Prompt: Below is a listing; reproduce each line of it exactly.

Exercise materials:
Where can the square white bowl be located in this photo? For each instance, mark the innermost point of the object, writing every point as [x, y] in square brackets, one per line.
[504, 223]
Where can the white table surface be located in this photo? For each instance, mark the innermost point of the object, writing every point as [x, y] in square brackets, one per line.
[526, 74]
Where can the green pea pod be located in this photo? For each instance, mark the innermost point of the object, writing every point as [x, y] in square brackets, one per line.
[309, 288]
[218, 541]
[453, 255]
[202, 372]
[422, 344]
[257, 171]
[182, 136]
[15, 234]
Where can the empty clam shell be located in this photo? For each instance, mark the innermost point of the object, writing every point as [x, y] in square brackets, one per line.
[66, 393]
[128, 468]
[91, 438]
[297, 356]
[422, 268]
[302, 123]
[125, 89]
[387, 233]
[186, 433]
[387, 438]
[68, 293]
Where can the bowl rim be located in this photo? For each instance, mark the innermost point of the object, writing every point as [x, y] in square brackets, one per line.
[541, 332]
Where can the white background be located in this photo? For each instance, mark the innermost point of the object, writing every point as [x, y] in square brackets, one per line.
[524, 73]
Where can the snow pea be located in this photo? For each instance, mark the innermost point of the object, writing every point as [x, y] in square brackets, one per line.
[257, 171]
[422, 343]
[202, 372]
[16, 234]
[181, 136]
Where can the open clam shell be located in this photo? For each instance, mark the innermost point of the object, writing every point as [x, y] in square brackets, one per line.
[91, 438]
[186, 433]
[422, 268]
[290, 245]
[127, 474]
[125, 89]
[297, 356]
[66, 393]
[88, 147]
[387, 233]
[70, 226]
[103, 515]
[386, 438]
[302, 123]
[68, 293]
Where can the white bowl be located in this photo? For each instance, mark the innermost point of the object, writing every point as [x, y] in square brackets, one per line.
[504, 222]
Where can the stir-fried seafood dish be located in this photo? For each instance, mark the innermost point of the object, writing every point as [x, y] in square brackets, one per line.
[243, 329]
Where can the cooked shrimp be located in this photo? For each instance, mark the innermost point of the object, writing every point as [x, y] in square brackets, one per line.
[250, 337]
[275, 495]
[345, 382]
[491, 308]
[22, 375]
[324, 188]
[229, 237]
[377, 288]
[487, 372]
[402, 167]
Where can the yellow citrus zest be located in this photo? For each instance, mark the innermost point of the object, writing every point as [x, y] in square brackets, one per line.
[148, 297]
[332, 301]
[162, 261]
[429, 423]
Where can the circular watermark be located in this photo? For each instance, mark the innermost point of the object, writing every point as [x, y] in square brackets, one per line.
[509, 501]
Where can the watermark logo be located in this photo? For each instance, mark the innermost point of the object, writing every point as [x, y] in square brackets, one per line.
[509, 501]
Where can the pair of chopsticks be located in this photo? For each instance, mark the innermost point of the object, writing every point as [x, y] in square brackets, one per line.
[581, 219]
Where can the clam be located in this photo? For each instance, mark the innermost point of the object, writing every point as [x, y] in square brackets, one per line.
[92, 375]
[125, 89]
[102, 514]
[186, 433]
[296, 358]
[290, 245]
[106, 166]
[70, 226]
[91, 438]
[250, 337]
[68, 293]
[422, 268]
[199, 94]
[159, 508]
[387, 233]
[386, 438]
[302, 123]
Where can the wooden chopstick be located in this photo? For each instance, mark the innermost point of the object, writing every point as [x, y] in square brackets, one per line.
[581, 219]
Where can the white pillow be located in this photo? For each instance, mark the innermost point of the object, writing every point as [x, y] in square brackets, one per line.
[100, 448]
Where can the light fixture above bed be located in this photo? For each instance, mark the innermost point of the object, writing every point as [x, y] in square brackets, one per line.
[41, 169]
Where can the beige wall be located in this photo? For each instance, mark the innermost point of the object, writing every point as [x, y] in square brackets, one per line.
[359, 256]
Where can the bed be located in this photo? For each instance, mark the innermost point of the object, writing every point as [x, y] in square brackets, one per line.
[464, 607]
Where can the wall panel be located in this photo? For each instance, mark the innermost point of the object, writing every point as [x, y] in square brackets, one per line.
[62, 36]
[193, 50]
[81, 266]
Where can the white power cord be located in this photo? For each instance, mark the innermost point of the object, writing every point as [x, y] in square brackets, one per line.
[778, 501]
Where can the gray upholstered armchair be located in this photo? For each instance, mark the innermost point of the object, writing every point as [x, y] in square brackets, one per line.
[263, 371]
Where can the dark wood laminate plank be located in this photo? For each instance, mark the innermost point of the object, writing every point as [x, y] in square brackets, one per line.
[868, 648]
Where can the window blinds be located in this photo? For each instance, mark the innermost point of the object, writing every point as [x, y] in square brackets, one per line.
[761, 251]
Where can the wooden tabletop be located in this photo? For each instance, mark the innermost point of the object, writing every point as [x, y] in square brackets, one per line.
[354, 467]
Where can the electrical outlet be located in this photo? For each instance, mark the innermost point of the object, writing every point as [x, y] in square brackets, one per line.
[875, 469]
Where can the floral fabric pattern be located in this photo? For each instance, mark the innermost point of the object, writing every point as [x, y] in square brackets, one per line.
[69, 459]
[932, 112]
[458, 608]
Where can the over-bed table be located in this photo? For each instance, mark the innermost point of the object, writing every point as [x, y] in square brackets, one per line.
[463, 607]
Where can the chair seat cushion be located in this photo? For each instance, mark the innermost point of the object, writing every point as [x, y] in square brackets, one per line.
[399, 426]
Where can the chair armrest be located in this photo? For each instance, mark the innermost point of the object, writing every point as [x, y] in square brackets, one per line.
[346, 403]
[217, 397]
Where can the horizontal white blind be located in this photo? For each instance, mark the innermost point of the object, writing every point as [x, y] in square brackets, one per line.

Solution for this task:
Where can the square white bowl be located in this photo? For each instance, mark the innermost point of the object, writing every point as [x, y] in square brackets, one per line.
[504, 223]
Where can the white table surface be located in this photo? For each instance, mark the innermost point of the object, writing every point as [x, y] in square brackets, one per line.
[526, 74]
Where can the green pea pod be located in this photo? For each instance, mark the innermost point of the object, writing every point as [x, y] in square brackets, one per line.
[309, 288]
[218, 541]
[453, 255]
[202, 372]
[422, 344]
[257, 171]
[182, 136]
[15, 234]
Where can the empty clam shell be located in this photo? For each instance, mark the innermost point of the object, writing every point as [x, y] in square brackets, one per line.
[66, 393]
[128, 468]
[91, 438]
[297, 356]
[422, 268]
[302, 123]
[125, 89]
[387, 233]
[186, 433]
[387, 438]
[68, 293]
Where can the bowl rim be located in this photo? For each instance, mark the innermost point of the object, writing every point as [x, y] in square brackets, one per line.
[541, 332]
Where can the white background be located in this photo? For each instance, mark the innermost point of the object, writing every point as [x, y] in square brackets, one per line.
[524, 73]
Where can the snow pea be located in this photo? For each instance, mark the innermost point of the object, writing every point as [x, y] in square brackets, one per line.
[257, 171]
[422, 343]
[202, 372]
[16, 234]
[181, 136]
Where can the open clam shell be located in this photo? For each instance, mark the innermost point of the object, writing every point as [x, y] in square brackets, one per line.
[91, 438]
[186, 433]
[422, 268]
[290, 245]
[127, 474]
[125, 89]
[297, 356]
[66, 393]
[88, 147]
[387, 233]
[70, 226]
[103, 515]
[386, 438]
[302, 123]
[68, 293]
Where can the white bowl be located in this photo? For each instance, mark the innermost point of the object, writing every point as [x, y] in square brackets, one per line.
[504, 222]
Where can the stir-fried seafood dish be located in this photo? For each instance, mark the innermost point of the object, writing every point as [x, y] in square brackets, one per line.
[243, 329]
Where can the cooked shrimp be located in this photo? For each instance, mark the innermost point of the object, writing every point as [x, y] in square brackets, one per line.
[250, 337]
[275, 495]
[345, 382]
[491, 308]
[22, 375]
[324, 188]
[229, 237]
[377, 288]
[487, 372]
[402, 167]
Where can the yellow citrus zest be located in this photo? For each instance, mark the innermost point of the object, writing every point as [x, y] in square brackets, one per line.
[148, 297]
[332, 301]
[162, 261]
[429, 423]
Where can the circular watermark be located in this photo? For each instance, mark the innermost point of the object, writing every point as [x, y] in square brackets, one per line.
[509, 501]
Where can the watermark logo be located in this photo? For each instance, mark the innermost point of the object, writing every point as [x, y] in square brackets, one per line.
[509, 501]
Where can the pair of chopsticks be located in this photo? For each instance, mark the innermost point of the object, writing every point as [x, y] in square brackets, one per line.
[581, 219]
Where can the clam be located in this photo? For each instance, mark the innermost point of the object, writing every point as [x, y] in square brackets, one per line.
[92, 375]
[125, 89]
[102, 514]
[186, 433]
[296, 358]
[290, 245]
[106, 166]
[70, 226]
[91, 438]
[250, 337]
[68, 293]
[422, 268]
[199, 94]
[159, 508]
[387, 233]
[386, 438]
[302, 123]
Where can the wooden chopstick be located in this photo? For each instance, mark the innermost point of the object, writing every point as [x, y] in square brackets, one per line.
[581, 219]
Where can the white pillow be located in this photo? For each instance, mark the innermost point of the object, writing every point as [x, y] in square brackets, one per line.
[100, 448]
Where can the light fixture above bed be located in this photo? For each instance, mark the innermost point of the object, writing every point as [x, y] in square brackets, one per line.
[41, 169]
Where can the beige wall be located in this photo? For each instance, mark the innermost point of the object, writing every point as [x, y] in square brackets, one per line.
[359, 256]
Where can the bed be located in this photo? For each instance, mark the innermost point of the object, writing every point as [x, y] in square brackets, one per line.
[464, 607]
Where can the wall panel be located in this photo? For each instance, mark the innermost point of the object, writing every point as [x, y] in square brackets, one per line.
[62, 36]
[193, 50]
[81, 266]
Where can the white power cord be located in this photo? For each instance, mark the innermost point of the object, writing every point as [x, y] in square brackets, one per line.
[778, 501]
Where can the gray upholstered armchair be located in this photo? For each instance, mark the innermost point of the object, writing every point as [x, y] in square brackets, one per line.
[263, 371]
Where can the dark wood laminate plank be located in this photo? For each instance, mark the innermost point of the object, writing every point as [x, y] in square brackets, one per line.
[868, 648]
Where can the window blinds be located in this photo? For each instance, mark the innermost point of the object, writing every point as [x, y] in square brackets, one per line.
[761, 251]
Where can the wooden tabletop be located in this photo? For each instance, mark the innermost point of the object, writing every point as [x, y] in square brackets, one per line.
[354, 467]
Where can the electrical outlet be located in this photo? For each instance, mark the innermost point of the object, writing every point as [x, y] in square brackets, one per line.
[875, 469]
Where can the floral fabric pattern be located in this photo? For each instance, mark the innermost point of the object, writing every point as [x, y] in square brackets, one per line.
[69, 459]
[932, 112]
[458, 608]
Where can the over-bed table be located in this photo? For each instance, mark the innermost point of the object, writing every point as [x, y] in square brackets, one per line.
[463, 607]
Where can the chair seat cushion be located in this photo? For each instance, mark the innermost point of the object, writing every point as [x, y] in square brackets, one per line.
[399, 426]
Where can the chair armrest be located in this photo? For each instance, mark the innermost point of the object, writing every point as [x, y] in square brackets, one per line.
[346, 403]
[217, 397]
Where can the horizontal white blind be located in this photo? For each instance, mark the innermost point of the object, writing every point as [x, y] in square brackets, one per line.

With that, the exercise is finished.